Some rows:
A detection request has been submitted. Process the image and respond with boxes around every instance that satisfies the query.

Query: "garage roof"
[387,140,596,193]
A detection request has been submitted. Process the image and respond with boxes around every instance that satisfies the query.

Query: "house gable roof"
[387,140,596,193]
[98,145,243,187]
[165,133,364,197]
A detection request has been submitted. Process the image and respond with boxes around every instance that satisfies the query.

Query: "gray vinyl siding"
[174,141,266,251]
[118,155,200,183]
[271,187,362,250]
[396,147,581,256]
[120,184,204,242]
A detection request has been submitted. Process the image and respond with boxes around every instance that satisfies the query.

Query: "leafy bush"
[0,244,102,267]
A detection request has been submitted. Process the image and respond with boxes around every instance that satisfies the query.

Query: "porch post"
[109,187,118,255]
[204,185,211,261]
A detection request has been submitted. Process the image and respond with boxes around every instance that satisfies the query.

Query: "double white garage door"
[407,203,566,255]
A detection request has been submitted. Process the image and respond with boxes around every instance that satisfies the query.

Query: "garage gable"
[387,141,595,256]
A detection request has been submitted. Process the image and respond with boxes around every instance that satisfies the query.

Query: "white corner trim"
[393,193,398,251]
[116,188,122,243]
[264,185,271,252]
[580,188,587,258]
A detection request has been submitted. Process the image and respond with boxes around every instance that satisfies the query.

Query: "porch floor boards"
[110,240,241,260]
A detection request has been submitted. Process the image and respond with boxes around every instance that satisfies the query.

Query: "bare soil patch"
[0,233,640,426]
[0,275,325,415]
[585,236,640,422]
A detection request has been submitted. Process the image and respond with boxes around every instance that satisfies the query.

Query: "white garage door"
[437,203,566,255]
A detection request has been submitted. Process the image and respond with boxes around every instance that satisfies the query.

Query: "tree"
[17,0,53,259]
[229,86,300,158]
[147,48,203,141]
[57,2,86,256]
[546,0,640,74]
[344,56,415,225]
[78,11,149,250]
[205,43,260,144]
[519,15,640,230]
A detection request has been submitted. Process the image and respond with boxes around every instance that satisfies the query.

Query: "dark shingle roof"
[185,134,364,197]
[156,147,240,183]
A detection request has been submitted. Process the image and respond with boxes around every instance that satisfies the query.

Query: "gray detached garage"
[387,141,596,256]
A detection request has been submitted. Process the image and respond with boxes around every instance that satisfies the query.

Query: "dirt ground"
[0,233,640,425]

Description of the task: Copy the rows word for word, from the start through the line containing "[407,203,566,255]", including both ends.

Full output:
A detection request has been submitted. Process the image and respond with boxes around every instance that satisfies the query.

Query: "garage roof"
[387,140,596,193]
A detection request has been submitted. Process the image and respond with boxes around every instance that satisfies the query.

Query: "house gable roof"
[387,140,596,193]
[98,145,243,187]
[165,133,364,197]
A detection request has been submitted. Process the image and respond with boxes around every instance that satisfies the query.

Query: "gray vinyl siding"
[174,141,266,251]
[118,155,200,183]
[271,187,362,250]
[396,147,581,256]
[120,184,204,242]
A detection request has been submitted. Process the image and respond with boxes around every instance that satisfies the query.

Query: "leafy bush"
[0,244,102,267]
A detection request has been submitted. Process the image and respond with boxes around every instance that satisfies the query.

Query: "porch post"
[109,187,118,255]
[204,185,211,261]
A detection request has been submitted. Process the image and respond with boxes around every instance that satisfies the query.

Query: "double white garage door"
[407,203,566,255]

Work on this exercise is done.